▶ **Your tasks**:
1 – In the health accord press release, where did the advocates gather on the morning described?
2 – Could you restate the health accord press release starting with "As Health Ministers from Across Canada Meet to Negotiate" and going on through "against these criteria.", with "Health Accord" changed to "Health Agreement"?
3 – According to Natalie Mehra in the health accord press release, why must a new Health Accord include an improved commitment of federal dollars?

[Page excerpt Boundary: Start]

As Health Ministers from Across Canada Meet to Negotiate Health Accord Advocates Set Out Criteria to Measure Success
Toronto – Months of sparring in the media may come to an end this week as Health Ministers from across Canada meet to discuss a new Health Accord. This morning, representatives of the Canadian & Ontario Health Coalitions, Canadian Doctors for Medicare and the Council of Canadians gathered outside the King Edward hotel where Health Ministers from across Canada are meeting. The public interest advocates outlined the criteria required to protect and improve public health care for all Canadians in a new Health Accord and stated that they would measure any proposed deal against these criteria.
“Canadians need our federal and provincial leaders to pull together to make concrete commitments to improve access to care for Canadians in a new Health Accord,” noted Adrienne Silnicki, national coordinator of the Canadian Health Coalition. “An agreement to national standards is essential, including commitments by the provinces to eliminate user fees for patients in private clinics and to expand capacity in the public health care system. We are encouraged by the recent promise to abolish extra user fees for patients in Quebec. The same must be done in other provinces.”
For months, Provincial Premiers and the federal Health Minister have been at odds over funding, with the provinces calling for more and the federal government holding to the reduced funding formula put in place by the Harper government. Health Coalition advocates stressed that both sides need to come to the table with concrete commitments.
“Health care needs do not go down in economic recessions,” noted Natalie Mehra, executive director of the Ontario Health Coalition. “A new Health Accord must include an improved commitment for federal dollars to meet the real health care needs of Canadians or we will see more service cuts and privatization.”
But the provinces are not off the hook either. “Provinces must commit to spending federal funding on improving access and quality in public health care services and not shift them into general revenues while cutting and privatizing services,” she continued.

[Page excerpt Boundary: End]
[The data Boundary: Start]

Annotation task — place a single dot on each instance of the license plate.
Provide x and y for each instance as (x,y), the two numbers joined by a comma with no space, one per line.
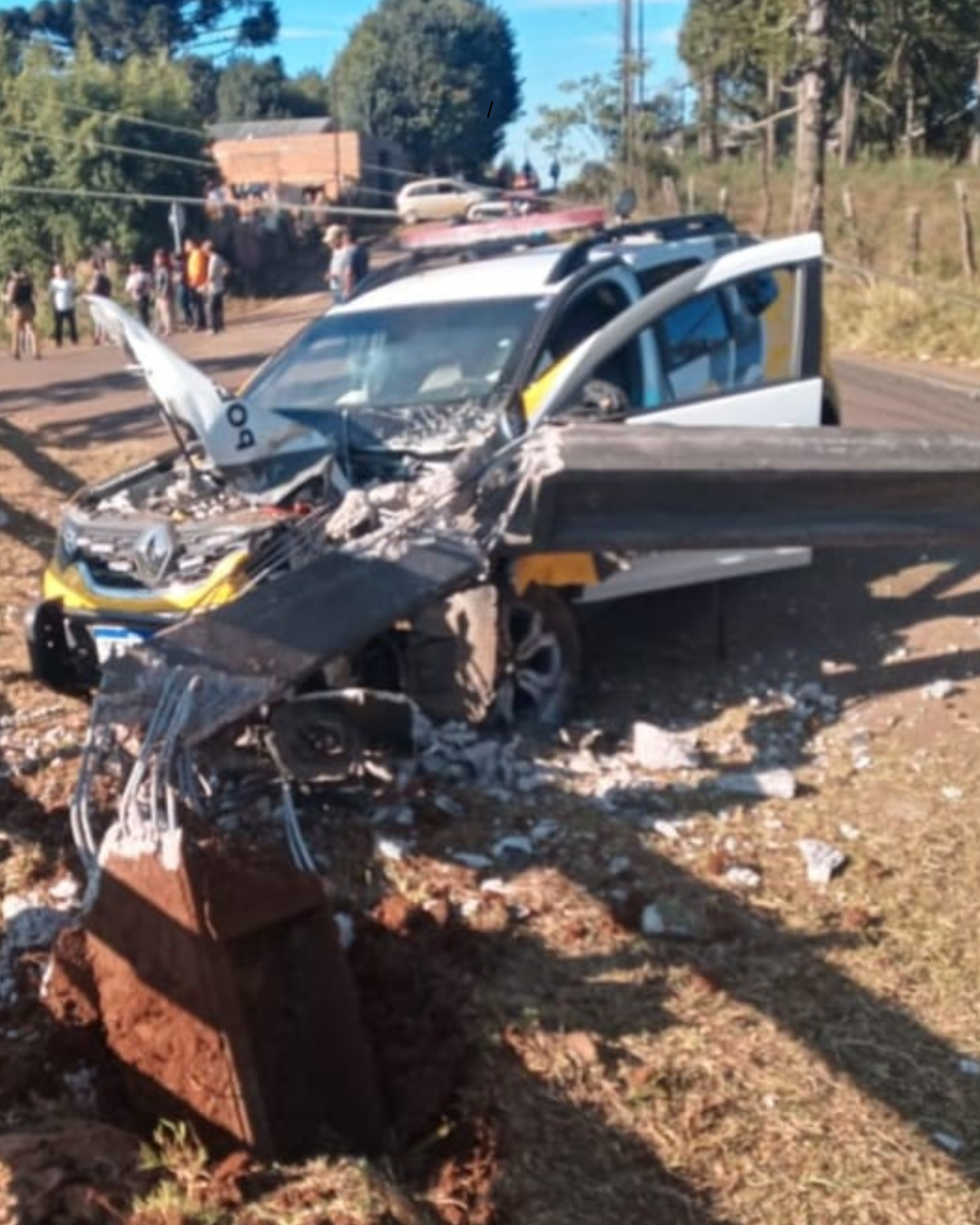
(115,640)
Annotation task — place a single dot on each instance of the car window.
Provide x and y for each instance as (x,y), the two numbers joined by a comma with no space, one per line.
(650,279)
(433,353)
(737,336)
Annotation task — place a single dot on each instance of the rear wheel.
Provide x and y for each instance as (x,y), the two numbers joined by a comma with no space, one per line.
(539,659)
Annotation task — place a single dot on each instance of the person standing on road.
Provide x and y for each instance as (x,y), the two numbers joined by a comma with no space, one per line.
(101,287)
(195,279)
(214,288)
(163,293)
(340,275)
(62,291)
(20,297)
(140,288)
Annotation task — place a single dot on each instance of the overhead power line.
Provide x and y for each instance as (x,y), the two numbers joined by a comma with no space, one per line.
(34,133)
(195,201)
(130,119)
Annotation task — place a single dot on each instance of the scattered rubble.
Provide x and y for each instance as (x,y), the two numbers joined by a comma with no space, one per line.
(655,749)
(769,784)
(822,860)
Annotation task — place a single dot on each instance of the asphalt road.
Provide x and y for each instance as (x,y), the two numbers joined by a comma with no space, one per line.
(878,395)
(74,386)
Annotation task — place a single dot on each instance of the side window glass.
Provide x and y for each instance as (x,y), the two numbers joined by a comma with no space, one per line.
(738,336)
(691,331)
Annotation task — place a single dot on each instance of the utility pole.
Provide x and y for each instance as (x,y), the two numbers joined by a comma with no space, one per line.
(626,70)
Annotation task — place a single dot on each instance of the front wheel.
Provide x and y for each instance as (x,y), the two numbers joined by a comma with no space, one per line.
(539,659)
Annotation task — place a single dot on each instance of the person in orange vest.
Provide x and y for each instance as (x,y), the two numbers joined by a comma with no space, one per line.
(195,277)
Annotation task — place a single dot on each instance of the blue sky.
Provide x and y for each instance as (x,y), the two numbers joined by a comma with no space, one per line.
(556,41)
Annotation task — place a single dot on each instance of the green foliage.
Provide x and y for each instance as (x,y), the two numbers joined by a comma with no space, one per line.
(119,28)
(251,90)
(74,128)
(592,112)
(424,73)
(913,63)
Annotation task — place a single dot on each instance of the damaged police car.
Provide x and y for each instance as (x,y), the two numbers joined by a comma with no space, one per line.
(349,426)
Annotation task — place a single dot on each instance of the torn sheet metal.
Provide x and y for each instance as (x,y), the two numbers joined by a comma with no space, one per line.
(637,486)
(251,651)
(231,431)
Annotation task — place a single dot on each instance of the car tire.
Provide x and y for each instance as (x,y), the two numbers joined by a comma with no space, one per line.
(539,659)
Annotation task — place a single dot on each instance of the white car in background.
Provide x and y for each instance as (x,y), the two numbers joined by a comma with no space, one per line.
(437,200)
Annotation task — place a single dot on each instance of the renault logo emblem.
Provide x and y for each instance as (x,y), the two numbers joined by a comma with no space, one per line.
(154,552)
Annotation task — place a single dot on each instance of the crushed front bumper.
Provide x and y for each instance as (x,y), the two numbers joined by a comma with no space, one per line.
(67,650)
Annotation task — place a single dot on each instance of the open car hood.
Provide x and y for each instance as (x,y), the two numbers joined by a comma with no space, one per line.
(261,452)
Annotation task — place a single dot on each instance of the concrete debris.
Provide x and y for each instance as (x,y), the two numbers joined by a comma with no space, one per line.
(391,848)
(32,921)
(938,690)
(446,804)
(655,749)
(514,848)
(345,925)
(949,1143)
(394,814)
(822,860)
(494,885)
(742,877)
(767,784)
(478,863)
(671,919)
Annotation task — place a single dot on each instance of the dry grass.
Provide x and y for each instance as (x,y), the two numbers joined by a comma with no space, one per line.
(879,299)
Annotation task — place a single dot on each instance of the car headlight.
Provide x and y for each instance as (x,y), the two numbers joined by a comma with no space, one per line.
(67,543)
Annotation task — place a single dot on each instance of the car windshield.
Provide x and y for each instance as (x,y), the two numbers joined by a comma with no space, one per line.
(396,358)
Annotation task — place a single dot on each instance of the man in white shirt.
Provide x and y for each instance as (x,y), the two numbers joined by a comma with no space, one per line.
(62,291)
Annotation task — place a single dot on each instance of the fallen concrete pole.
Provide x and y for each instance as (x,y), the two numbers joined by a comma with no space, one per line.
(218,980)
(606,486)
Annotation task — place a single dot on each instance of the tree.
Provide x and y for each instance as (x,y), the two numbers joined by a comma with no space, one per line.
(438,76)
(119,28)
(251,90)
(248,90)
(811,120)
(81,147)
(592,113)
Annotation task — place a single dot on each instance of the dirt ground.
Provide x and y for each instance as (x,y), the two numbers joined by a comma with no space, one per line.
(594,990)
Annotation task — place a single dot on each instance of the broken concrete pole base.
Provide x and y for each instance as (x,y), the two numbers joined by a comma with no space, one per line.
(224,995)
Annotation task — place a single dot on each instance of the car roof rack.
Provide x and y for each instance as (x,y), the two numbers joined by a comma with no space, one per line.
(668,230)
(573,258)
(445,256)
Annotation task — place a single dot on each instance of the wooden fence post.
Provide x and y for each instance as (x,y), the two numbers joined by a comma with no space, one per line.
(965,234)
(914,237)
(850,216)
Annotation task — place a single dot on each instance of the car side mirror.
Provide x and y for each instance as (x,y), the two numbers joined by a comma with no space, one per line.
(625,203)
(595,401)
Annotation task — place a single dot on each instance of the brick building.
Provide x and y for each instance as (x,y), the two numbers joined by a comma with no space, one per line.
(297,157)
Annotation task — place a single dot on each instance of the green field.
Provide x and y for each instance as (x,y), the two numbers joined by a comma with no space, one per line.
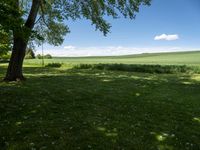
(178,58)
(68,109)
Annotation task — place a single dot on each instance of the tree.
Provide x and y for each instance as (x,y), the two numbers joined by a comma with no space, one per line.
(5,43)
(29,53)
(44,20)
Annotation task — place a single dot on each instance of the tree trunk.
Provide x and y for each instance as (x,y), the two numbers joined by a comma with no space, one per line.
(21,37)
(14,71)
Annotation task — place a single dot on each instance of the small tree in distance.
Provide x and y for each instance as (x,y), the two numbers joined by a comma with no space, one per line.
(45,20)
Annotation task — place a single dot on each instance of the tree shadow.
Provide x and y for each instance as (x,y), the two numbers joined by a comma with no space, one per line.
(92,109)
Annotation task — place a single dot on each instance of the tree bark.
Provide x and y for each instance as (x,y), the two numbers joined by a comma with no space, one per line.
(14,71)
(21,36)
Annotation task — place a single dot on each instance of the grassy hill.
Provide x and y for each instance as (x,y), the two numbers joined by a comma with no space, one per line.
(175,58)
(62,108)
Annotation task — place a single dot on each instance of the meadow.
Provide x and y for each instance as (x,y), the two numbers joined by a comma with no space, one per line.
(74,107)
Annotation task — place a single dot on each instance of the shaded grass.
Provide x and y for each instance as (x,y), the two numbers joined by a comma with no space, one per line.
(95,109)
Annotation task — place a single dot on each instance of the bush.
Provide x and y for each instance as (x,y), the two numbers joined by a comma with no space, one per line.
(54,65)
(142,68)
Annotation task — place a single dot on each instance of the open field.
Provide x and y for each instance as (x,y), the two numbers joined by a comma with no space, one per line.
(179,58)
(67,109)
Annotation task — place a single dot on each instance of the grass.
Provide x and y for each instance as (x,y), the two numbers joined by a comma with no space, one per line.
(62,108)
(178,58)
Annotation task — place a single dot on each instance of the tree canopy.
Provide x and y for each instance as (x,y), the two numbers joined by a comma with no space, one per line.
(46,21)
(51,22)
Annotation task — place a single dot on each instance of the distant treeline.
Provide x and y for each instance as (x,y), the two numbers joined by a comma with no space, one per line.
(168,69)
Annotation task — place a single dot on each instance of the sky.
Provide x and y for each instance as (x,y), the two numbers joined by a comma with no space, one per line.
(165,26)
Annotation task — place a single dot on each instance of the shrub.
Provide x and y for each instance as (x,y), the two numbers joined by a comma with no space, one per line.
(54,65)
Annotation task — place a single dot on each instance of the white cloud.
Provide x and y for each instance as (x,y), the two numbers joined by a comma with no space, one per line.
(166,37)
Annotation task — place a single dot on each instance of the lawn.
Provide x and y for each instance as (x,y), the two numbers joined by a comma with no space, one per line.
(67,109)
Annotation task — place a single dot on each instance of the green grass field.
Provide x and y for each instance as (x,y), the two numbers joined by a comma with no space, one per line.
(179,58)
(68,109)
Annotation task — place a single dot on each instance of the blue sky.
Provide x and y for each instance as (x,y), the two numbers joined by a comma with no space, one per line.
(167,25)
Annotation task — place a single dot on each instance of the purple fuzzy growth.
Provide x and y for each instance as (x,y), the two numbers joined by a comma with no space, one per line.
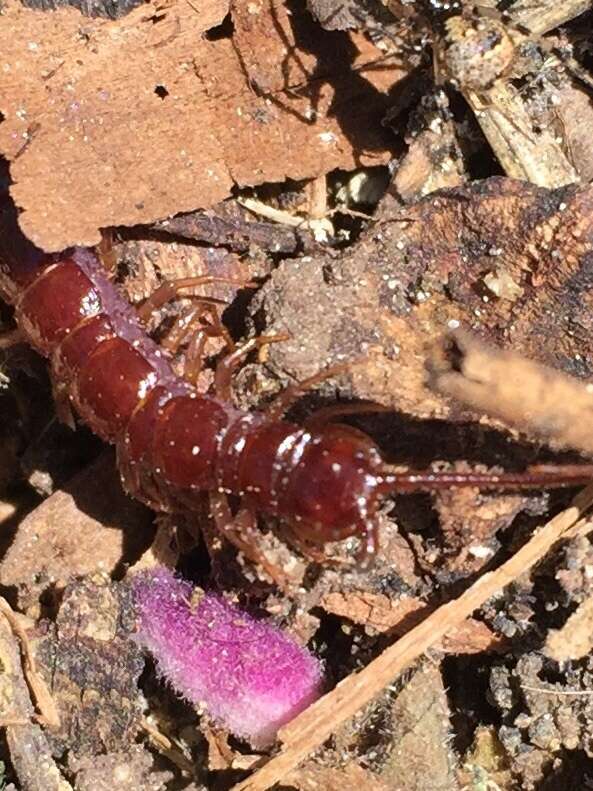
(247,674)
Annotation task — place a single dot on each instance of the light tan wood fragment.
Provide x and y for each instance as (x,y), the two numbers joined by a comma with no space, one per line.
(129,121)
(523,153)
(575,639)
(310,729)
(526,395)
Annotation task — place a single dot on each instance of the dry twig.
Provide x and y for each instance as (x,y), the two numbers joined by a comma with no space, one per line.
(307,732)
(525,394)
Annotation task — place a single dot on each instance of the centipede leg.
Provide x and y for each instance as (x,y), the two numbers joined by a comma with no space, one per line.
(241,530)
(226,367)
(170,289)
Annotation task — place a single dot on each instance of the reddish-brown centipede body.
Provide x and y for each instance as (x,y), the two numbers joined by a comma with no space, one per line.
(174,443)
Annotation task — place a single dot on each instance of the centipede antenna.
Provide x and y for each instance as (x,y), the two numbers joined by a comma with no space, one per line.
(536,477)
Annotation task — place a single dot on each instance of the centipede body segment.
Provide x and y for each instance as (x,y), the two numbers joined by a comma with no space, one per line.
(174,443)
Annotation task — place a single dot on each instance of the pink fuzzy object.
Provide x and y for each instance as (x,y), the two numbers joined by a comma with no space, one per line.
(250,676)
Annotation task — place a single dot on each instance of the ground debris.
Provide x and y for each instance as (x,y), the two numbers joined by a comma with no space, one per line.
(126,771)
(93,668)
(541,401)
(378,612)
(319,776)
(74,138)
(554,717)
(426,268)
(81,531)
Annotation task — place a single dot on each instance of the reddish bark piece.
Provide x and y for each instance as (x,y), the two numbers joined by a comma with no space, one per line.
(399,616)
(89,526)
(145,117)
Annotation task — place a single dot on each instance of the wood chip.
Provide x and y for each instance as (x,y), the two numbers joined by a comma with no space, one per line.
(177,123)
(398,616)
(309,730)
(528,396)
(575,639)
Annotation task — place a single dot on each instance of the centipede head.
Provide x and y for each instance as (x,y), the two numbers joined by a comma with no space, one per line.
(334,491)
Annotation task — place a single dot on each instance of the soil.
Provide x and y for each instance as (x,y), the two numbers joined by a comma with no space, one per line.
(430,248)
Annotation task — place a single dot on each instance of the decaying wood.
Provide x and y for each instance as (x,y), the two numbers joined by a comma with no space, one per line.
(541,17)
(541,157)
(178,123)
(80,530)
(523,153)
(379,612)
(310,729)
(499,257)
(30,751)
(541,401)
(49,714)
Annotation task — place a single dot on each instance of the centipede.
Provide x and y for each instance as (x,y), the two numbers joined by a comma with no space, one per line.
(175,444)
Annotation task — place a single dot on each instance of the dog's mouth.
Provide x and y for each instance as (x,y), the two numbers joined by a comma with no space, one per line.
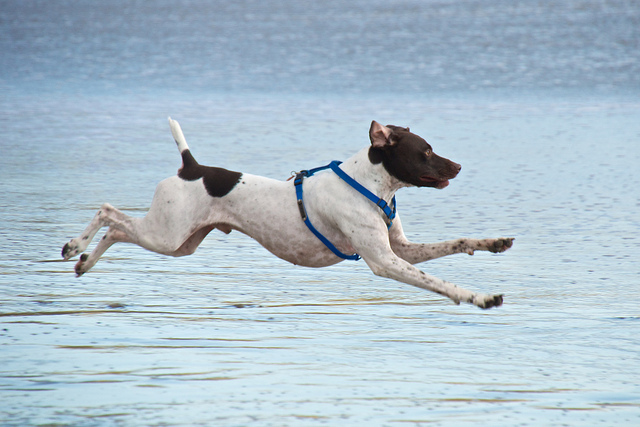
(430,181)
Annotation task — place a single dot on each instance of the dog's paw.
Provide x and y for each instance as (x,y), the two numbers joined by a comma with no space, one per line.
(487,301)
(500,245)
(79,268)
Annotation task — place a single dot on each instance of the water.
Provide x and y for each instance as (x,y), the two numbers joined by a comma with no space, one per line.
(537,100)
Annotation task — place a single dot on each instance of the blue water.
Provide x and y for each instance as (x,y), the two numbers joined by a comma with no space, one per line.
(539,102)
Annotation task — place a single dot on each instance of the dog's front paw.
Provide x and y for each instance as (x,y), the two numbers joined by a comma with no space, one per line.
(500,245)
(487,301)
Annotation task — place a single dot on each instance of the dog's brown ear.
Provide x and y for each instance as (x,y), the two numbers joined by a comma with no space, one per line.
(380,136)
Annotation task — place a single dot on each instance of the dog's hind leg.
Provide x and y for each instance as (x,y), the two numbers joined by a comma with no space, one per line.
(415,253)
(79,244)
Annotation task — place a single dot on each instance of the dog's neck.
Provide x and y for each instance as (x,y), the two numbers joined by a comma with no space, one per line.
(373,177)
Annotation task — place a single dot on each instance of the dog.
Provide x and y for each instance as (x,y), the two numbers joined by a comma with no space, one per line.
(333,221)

[The data Boundary: End]

▶ **Task-by-task answers**:
1 – They gathered outside the King Edward hotel, where Health Ministers from across Canada were meeting.

2 –
As Health Ministers from Across Canada Meet to Negotiate Health Agreement Advocates Set Out Criteria to Measure Success
Toronto – Months of sparring in the media may come to an end this week as Health Ministers from across Canada meet to discuss a new Health Agreement. This morning, representatives of the Canadian & Ontario Health Coalitions, Canadian Doctors for Medicare and the Council of Canadians gathered outside the King Edward hotel where Health Ministers from across Canada are meeting. The public interest advocates outlined the criteria required to protect and improve public health care for all Canadians in a new Health Agreement and stated that they would measure any proposed deal against these criteria.

3 – Health care needs do not go down in economic recessions. Without an improved federal commitment to meet Canadians' real health care needs, there will be more service cuts and privatization.